**Excerpted data:**
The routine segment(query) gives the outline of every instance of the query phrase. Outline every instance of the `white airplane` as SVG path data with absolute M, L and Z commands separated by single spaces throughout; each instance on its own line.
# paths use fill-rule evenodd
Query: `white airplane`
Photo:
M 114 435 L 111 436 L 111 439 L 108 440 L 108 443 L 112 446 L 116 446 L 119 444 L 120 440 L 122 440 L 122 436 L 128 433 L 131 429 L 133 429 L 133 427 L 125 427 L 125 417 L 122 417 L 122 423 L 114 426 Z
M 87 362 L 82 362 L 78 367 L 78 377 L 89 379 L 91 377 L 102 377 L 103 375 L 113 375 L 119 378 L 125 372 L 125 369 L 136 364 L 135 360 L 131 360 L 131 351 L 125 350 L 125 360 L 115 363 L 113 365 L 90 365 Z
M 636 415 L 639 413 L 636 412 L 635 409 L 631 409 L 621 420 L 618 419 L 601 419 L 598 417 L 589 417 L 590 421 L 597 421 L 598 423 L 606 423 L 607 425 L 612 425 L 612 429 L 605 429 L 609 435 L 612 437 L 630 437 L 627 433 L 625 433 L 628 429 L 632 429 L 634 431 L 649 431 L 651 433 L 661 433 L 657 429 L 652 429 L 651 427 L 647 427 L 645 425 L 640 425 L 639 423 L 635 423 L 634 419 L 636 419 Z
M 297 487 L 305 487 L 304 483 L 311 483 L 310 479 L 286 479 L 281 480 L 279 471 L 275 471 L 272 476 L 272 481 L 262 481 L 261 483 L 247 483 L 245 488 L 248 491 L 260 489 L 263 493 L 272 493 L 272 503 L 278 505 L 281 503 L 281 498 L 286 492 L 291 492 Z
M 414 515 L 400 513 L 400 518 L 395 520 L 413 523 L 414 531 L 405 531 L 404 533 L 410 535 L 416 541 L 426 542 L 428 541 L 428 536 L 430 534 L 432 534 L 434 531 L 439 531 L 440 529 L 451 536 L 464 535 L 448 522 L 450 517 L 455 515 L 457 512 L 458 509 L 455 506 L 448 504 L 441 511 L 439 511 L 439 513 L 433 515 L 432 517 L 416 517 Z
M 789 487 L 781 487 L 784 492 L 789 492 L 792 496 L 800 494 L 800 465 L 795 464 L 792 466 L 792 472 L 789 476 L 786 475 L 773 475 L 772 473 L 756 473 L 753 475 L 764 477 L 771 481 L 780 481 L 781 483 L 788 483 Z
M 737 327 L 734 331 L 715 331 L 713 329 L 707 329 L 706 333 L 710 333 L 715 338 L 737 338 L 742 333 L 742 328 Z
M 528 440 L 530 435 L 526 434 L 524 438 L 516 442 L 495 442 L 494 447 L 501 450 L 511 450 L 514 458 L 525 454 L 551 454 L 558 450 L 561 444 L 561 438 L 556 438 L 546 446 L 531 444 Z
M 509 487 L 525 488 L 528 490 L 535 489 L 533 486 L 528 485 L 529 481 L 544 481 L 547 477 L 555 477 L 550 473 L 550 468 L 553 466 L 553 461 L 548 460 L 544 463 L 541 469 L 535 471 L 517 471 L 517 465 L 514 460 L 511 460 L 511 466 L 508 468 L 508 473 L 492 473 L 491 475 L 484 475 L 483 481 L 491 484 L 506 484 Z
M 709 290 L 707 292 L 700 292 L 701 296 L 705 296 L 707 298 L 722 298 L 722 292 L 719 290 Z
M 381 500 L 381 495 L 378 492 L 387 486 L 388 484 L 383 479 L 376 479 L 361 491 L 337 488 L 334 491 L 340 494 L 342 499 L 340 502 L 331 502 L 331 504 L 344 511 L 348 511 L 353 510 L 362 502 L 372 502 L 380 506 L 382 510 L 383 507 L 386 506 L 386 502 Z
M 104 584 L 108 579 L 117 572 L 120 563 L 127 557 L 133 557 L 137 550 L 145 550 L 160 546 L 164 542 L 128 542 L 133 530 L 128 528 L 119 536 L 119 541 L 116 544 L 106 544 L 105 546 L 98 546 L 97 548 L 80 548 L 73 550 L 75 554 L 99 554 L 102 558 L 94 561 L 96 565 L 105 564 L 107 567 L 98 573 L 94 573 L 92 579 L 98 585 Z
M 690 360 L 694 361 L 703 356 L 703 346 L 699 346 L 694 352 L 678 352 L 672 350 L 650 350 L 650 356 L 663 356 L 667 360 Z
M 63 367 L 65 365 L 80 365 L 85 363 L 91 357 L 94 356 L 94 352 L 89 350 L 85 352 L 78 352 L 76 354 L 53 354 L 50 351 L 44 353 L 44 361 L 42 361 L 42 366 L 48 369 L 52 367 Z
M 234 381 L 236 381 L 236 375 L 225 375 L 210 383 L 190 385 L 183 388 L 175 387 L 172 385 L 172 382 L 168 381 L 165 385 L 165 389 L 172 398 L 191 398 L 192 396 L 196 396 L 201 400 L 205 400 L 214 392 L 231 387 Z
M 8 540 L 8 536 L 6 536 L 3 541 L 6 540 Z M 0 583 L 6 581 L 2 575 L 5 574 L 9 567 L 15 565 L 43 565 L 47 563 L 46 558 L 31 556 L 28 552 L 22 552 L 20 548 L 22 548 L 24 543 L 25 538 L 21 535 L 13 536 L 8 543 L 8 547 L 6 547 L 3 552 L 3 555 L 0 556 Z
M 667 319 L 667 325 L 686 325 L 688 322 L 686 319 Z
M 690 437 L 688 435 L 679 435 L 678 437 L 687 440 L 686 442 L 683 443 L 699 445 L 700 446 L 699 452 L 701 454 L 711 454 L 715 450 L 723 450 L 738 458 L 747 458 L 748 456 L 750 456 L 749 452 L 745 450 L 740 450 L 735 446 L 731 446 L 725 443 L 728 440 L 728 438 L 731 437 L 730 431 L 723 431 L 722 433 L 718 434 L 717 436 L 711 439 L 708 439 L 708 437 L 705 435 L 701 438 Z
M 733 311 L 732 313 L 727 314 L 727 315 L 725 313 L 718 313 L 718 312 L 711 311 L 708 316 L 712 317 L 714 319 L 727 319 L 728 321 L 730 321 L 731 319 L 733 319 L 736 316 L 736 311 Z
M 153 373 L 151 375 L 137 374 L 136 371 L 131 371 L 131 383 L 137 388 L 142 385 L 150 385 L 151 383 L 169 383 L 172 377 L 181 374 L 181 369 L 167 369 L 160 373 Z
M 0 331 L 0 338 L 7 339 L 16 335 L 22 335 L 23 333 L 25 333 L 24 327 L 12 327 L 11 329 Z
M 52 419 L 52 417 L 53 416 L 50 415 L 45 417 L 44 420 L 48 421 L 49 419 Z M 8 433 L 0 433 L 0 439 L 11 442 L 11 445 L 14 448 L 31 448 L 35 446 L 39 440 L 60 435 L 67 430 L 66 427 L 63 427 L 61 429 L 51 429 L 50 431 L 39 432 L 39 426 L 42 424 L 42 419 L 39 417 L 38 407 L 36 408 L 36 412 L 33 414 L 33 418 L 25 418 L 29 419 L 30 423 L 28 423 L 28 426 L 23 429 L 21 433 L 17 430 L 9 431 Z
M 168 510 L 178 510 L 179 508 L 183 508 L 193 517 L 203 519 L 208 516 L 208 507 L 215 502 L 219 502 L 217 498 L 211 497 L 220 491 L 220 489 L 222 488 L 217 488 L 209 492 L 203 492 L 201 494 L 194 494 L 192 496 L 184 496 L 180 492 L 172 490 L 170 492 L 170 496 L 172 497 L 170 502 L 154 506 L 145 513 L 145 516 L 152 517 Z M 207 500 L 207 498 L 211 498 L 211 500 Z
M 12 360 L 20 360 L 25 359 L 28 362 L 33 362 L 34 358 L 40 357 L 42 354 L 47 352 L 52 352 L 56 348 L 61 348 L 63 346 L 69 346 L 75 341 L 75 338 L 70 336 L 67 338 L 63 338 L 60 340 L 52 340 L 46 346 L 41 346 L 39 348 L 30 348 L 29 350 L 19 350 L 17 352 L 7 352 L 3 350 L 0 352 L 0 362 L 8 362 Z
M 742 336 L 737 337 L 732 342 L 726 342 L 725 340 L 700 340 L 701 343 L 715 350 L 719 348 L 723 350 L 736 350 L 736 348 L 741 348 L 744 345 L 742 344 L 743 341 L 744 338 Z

**Work to be completed:** Go through the material and copy each line that contains "airplane".

**Result for this exercise:**
The routine segment(query) gives the outline of every instance of the query phrase. Outline every instance of the `white airplane` as SVG path data with absolute M, L and Z commands separated by single spaces throughout; each instance on its own line.
Query: `white airplane`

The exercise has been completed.